
    “The Court’s opinion is long, but its premise is simple, Reyes said. “In the self-evident truth that ‘all people are created equal,’ all means all. Nothing more. And certainly nothing less.”

    While there is a lack of recent data on how many members of the military identify as transgender or have experienced gender dysphoria, some agencies have attempted to estimate. The Department of Defense released a study in 2020 which estimated that around 8000 individuals were serving in active duty positions, which would amount to under 1% of the roughly 1.3 million people serving worldwide.

    Despite the court’s decision to side with service members, some say they have already felt the effect of Trump’s orders.

    For one naval officer in San Diego, who preferred to remain anonymous due to safety concerns, the pause on gender-affirming care provided through the military has brought plans of completing her transition to a screeching halt. After three years on hormones, she said her two remaining surgeries have been canceled.

    “It felt like someone was pulling a rug out from underneath me and basically taking my rights away. How I commonly refer to gender care is it’s a medical diagnosis like that is gender dysphoria,” she said. “So right now, I see this as blatant discrimination, and unfortunately, at my level, I can’t do anything about it. It takes thousands of us to rally against it.”

    The officer who has served in the Navy for 16 years, said she came out as a trans woman in 2021 following Biden’s repeal of Trump’s 2019 ban on transgender service members, and began the several-month-long process of getting approved by the military to medically transition.

    “When I joined, it was still ‘don’t ask, don’t tell,’ and then kind of a couple years later, there was some talk about trans sailors. And I started thinking to myself, I’ve been having this identity crisis and these emotions for most of my life. Maybe now is the right time to act on it.”

    After beginning her transition, she said that the prospect of losing access to hormones and healthcare in addition to the possibility of having to abide by male grooming standards and living arrangements is something she cannot stand for. That drove her to make her own drastic choice to end her career with the U.S. Navy.

    “Me, personally, I feel like I have given more to the military than they have offered me,” she said.

    “And even though I’ve had 16 years of service, just last week, I submitted my voluntary separation request. The conversation I had with my chain of command was that these last four or five months have been the most stressful of my entire career; being shot at wasn’t even close to the mental struggle that a lot of us are going through right now.”

» **DATASET SECTION**:
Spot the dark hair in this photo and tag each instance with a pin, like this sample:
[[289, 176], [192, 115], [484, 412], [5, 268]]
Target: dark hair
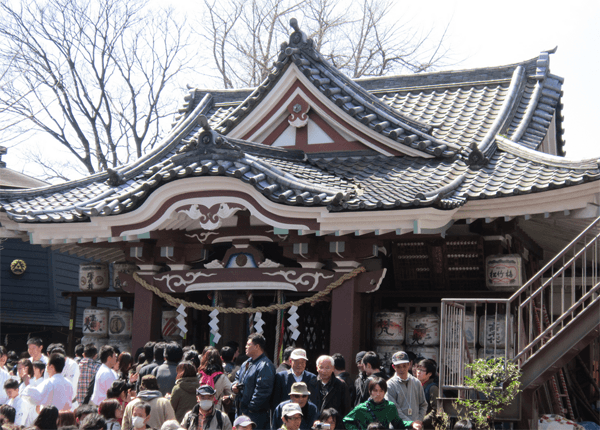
[[149, 351], [83, 410], [106, 352], [330, 413], [233, 344], [8, 412], [66, 418], [108, 407], [192, 356], [429, 366], [93, 422], [143, 405], [376, 380], [463, 425], [339, 362], [11, 384], [258, 339], [47, 419], [173, 352], [149, 382], [188, 369], [227, 353], [40, 365], [159, 351], [79, 350], [211, 362], [28, 364], [90, 350], [58, 361], [35, 340], [287, 353], [373, 359], [125, 361]]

» **WORK REQUEST 1**: Print everything in the excerpt on transgender service members from "The officer who" down to "to medically transition.".
» **WORK REQUEST 2**: In the excerpt on transgender service members, how many people did the 2020 Department of Defense study estimate were serving in active duty positions?
These lines come from a source separate from the excerpt on transgender service members.

» **WRITTEN REPLY 1**:
The officer who has served in the Navy for 16 years, said she came out as a trans woman in 2021 following Biden’s repeal of Trump’s 2019 ban on transgender service members, and began the several-month-long process of getting approved by the military to medically transition.

» **WRITTEN REPLY 2**: Around 8000 individuals.